### WHAT IS EXPECTED
Identify the line in which "Pick out each instance of the reflection" appears, then reproduce that line and all remaining lines of the records word for word.

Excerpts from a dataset
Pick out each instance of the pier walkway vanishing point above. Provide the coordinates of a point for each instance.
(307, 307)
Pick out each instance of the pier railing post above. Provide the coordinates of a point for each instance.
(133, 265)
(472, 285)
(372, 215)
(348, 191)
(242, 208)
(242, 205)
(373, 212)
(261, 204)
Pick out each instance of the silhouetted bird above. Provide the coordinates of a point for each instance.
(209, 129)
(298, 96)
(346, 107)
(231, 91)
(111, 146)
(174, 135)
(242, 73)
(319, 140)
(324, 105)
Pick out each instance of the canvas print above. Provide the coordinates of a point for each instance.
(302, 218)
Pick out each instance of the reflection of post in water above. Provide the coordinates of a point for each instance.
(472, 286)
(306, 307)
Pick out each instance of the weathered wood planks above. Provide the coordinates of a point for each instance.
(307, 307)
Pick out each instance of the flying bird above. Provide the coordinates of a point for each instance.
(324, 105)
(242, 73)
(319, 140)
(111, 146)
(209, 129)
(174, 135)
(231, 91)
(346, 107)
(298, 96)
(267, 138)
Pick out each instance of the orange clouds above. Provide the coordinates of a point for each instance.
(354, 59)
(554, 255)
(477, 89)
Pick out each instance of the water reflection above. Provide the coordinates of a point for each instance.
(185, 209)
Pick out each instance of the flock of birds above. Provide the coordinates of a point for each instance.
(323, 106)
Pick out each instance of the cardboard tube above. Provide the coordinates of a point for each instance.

### RESPONSE TO THE TASK
Pick out each instance of the reflection of post in water above. Provide the coordinates of a point for each instance.
(472, 286)
(306, 307)
Pick out each instance of the weathered wood planks above. Provide the coordinates of a point for each instance.
(307, 307)
Pick out each instance of the flying bird above. Provide the coordinates of a point for each instance.
(324, 105)
(242, 73)
(319, 140)
(111, 146)
(209, 129)
(174, 135)
(231, 91)
(346, 107)
(298, 96)
(267, 138)
Pick out each instance of the orange clouds above. Provide the coordinates of a point for each instance.
(354, 59)
(554, 255)
(477, 89)
Pick out each instance of the water reflection above. Provide the coordinates of a point for each instance.
(185, 209)
Pick out each instance of the flock of birds above. Provide the coordinates of a point for each instance.
(323, 106)
Pick out each instance of the cardboard tube above. Provide the coordinates of a point for each instance.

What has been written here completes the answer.